| EXERCISE |
Render each of the records below as a JSON list of strings with one string per line, omitting any blank lines.

** Begin **

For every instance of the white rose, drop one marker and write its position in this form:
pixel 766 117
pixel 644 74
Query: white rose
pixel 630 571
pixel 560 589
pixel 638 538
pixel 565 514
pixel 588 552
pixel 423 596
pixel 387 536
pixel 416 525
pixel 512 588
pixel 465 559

** End **

| SOLUTION |
[
  "For every instance of the white rose, drop one marker and write its position in this form:",
  "pixel 766 117",
  "pixel 644 74",
  "Query: white rose",
  "pixel 630 571",
  "pixel 560 589",
  "pixel 638 538",
  "pixel 565 514",
  "pixel 588 552",
  "pixel 423 596",
  "pixel 387 536",
  "pixel 416 525",
  "pixel 512 588",
  "pixel 465 559"
]